◆ WRITTEN INSTRUCTION A
Gather every line of the records below that contains the string "flag".

◆ SOURCE PASSAGE
# Human-powered CO2?



## Praxx42 (Mar 4, 2005)

Would plants be able to process human-expelled CO2? 

I'm running low on pressurized CO2 and won't be able to get more for a few days. I've got a 2L bottle of Excel, but I know for a fact it's not as effective, so I was thinking about breathing a couple of breaths into the feed line for my external reactors (they're awful big) and letting the plants process that each day until I can scratch up some money for the canisters.

I know I'd have to bleed the reactors daily for insoluble gasses, but do you think this would this work?


----------



## defdac (May 10, 2004)

Here is an experiment with an alternative source of CO2:

http://www.thekrib.com/Plants/CO2/mouth.html
"CO2 By Human Respiration"


----------



## Praxx42 (Mar 4, 2005)

Cool, thank you. I know what I'm going to be doing tonight when the lights come on!


----------



## Bert H (Mar 2, 2004)

The krib reference defdac has there is from one of our members 'HeyPK'. You might want to send him a pm and ask him about it.


----------



## Praxx42 (Mar 4, 2005)

Upon further research and a little encouragement from HeyPK, I have been trying this for a couple of days now. Seems to be working pretty well... the plants in the big tank are still pearling at the end of the "day," but *I* obviously don't make as pure an output of CO2 as what's in the tank, because the pH doesn't drop NEARLY as much as with the pressurized canisters.

I'm still going to setup both tanks for pressurized for when I leave town for a few days or if I ever get to take a vacation, but I don't see any reason to stop using this method. Thank you, everyone!


----------

◆ Named-object pointing records
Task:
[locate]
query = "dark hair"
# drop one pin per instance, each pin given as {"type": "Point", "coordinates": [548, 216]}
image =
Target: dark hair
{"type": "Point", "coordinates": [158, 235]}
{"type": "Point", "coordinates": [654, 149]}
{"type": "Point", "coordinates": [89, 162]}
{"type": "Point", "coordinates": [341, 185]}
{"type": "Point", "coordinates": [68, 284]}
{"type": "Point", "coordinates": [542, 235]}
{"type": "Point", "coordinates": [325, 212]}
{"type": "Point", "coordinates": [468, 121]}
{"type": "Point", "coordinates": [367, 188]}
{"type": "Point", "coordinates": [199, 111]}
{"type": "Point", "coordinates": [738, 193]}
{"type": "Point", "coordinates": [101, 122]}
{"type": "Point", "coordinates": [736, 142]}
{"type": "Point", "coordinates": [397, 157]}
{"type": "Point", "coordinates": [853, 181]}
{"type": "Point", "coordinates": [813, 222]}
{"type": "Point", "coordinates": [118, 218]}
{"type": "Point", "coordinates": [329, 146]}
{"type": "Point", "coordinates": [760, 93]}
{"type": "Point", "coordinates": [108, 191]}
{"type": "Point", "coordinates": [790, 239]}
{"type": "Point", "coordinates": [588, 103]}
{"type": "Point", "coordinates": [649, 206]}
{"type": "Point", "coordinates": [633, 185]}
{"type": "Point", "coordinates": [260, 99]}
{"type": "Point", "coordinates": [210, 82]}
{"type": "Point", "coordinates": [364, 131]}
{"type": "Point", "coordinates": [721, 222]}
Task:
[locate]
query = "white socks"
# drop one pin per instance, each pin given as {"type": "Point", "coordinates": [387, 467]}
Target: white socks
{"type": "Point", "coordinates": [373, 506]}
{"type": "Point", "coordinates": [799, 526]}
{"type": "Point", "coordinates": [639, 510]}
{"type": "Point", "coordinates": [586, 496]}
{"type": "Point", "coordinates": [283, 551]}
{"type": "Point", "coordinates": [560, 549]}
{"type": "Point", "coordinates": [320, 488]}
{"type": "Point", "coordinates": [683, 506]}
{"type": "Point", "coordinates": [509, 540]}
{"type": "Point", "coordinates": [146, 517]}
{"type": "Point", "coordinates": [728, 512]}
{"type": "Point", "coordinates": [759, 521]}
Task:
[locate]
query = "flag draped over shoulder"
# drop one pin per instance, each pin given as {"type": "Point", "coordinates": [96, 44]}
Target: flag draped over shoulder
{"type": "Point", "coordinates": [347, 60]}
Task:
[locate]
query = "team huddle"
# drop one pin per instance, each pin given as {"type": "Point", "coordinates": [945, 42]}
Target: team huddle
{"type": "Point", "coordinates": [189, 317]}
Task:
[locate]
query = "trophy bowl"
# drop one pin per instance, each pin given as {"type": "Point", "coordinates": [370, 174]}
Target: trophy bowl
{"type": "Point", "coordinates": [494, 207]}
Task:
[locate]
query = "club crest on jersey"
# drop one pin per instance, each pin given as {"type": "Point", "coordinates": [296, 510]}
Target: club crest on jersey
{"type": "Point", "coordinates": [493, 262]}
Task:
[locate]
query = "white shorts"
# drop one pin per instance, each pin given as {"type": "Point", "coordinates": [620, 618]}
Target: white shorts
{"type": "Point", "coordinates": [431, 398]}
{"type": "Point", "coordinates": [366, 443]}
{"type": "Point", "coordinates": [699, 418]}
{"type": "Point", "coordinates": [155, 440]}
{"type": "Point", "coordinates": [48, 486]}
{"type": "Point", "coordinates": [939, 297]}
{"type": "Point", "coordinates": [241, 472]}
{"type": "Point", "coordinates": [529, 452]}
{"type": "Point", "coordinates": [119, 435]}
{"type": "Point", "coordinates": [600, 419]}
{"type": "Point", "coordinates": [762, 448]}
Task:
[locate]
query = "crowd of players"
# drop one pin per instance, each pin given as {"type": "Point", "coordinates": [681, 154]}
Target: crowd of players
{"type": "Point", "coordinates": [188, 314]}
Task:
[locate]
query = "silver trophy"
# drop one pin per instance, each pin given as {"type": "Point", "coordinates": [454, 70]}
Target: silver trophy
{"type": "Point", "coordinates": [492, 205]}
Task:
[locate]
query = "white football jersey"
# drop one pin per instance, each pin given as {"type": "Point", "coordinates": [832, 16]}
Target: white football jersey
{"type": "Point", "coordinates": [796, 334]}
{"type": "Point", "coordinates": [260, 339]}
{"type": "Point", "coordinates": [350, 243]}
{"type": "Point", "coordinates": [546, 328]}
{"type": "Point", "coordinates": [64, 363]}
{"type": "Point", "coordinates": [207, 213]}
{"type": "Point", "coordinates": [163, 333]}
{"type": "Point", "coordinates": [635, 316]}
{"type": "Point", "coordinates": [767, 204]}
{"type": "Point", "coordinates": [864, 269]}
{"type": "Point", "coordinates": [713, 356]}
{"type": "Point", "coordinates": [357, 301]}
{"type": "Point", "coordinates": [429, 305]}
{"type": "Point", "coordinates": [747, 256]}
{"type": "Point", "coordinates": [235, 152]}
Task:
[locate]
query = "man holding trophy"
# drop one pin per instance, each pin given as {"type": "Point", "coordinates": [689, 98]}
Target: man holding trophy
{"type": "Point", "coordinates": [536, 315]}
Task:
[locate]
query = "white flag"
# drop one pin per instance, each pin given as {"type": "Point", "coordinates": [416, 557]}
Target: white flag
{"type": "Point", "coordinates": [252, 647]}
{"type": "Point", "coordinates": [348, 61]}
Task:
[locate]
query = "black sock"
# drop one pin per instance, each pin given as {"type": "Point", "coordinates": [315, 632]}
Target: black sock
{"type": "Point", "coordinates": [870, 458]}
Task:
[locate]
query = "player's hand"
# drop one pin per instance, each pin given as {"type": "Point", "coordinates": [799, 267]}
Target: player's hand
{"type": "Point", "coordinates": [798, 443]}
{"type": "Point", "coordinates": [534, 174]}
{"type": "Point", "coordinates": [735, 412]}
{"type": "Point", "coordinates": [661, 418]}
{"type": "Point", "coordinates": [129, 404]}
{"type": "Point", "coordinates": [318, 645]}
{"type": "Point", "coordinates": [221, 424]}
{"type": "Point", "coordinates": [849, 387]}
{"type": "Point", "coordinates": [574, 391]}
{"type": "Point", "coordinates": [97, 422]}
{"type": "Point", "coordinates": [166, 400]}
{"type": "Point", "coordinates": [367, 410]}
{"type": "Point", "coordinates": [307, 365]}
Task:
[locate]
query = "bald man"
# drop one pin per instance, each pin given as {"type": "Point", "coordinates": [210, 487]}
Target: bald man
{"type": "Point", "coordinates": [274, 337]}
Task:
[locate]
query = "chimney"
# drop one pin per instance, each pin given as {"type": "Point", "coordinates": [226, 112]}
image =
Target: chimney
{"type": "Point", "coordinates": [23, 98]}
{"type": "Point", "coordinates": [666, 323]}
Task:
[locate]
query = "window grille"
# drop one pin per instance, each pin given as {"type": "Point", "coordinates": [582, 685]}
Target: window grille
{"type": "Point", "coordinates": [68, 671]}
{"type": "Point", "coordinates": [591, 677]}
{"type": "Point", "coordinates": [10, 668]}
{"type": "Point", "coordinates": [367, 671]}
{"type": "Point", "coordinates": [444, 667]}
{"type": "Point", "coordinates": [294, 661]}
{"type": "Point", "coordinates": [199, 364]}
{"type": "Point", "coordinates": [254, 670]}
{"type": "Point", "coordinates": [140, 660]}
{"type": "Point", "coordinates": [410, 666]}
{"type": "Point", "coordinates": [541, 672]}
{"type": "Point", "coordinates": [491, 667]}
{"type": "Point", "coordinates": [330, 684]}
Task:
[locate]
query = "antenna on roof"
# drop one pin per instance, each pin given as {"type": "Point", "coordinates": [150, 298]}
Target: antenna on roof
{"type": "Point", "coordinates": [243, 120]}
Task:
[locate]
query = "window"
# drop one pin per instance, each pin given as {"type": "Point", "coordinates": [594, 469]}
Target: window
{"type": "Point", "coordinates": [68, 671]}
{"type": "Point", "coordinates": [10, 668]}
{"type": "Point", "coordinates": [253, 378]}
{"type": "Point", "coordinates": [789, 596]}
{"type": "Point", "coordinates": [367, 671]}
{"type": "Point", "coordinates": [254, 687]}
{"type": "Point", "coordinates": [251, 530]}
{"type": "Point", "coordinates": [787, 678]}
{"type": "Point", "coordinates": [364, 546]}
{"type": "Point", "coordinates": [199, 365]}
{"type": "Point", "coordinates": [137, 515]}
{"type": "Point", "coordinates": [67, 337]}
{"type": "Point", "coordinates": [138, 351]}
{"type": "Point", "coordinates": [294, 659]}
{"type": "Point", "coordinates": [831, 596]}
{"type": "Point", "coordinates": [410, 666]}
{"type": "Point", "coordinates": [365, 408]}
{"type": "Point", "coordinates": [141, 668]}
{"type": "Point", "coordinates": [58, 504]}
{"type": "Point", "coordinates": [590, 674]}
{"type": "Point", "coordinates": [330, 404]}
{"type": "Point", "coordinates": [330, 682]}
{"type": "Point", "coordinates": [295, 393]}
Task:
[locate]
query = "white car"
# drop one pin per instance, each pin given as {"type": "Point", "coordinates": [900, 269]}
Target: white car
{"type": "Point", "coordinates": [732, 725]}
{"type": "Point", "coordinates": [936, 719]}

◆ WRITTEN INSTRUCTION B
From the forum thread above about breathing CO2 into an aquarium, extract the passage starting at "The krib reference" and ending at "the pressurized canisters.", copied word for word.

◆ CORRECT OUTPUT A
query = "flag draped over shoulder"
Target: flag draped over shoulder
query = "white flag"
Target: white flag

◆ CORRECT OUTPUT B
The krib reference defdac has there is from one of our members 'HeyPK'. You might want to send him a pm and ask him about it.


----------



## Praxx42 (Mar 4, 2005)

Upon further research and a little encouragement from HeyPK, I have been trying this for a couple of days now. Seems to be working pretty well... the plants in the big tank are still pearling at the end of the "day," but *I* obviously don't make as pure an output of CO2 as what's in the tank, because the pH doesn't drop NEARLY as much as with the pressurized canisters.